Task to complete >>
Through the end of the data below, output every line exactly, beginning with the line that contains "of the couple".

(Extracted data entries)

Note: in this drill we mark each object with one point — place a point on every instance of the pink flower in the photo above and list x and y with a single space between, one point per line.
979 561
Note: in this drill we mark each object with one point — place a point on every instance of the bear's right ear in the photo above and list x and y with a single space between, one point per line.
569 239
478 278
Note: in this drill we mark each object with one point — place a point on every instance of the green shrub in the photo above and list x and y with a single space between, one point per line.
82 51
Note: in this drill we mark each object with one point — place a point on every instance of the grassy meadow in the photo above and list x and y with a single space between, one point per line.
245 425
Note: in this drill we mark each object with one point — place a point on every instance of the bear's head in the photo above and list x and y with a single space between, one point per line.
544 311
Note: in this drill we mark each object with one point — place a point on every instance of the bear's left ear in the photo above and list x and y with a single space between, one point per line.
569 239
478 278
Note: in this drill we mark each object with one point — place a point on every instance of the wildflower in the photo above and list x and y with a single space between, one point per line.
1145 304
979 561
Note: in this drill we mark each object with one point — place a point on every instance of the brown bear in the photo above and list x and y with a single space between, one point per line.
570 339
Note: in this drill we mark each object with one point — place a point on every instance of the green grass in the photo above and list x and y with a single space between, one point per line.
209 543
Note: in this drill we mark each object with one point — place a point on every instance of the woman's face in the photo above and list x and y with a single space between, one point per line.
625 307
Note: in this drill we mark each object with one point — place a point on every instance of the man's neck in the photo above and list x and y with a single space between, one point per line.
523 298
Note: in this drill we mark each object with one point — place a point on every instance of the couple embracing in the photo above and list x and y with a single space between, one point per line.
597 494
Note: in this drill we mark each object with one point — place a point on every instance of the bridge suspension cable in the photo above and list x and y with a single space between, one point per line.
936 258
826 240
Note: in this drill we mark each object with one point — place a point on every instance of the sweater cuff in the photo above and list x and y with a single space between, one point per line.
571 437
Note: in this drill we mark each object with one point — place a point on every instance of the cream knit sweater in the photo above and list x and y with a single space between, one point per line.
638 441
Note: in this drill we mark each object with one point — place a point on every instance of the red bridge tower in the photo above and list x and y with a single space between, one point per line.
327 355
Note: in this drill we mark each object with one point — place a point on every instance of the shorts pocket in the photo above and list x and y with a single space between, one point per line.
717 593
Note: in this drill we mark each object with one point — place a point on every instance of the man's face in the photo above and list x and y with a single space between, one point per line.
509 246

Exercise solution >>
Note: in this drill we mark each object with one point — place a point on every instance of the couple embracing in the photo above and list x and y with a single space between, one point per line.
597 494
Note: in this drill we mark each object with one point — place a point on every instance of the bridge suspension cable in the photo above and list x and y with a single space between, one point per line.
936 258
826 240
Note: in this drill we mark each object with one point — place a point on every instance of the sweater cuff in the photo above and list x and y with a single space between, one point per line.
571 437
Note: in this drill we mark each object with one point — place a point on every instance of the cream knit sweater in the photo above and list x and y with a single space between, one point per line.
638 441
Note: in this drill we mark each object with one point — place a point on every instance of the red bridge tower in the photo above and list x and y with a single space between, one point per line.
327 355
Note: in this drill we mark each object with one point — place a point on every instance of the shorts pocket in the photo above and list x and y with a single space between, one point per line.
717 593
Note: in this drill we mark each object with one point — place a point on every instance of the man's face in the photo above and list x and y with a single space between, one point per line.
509 246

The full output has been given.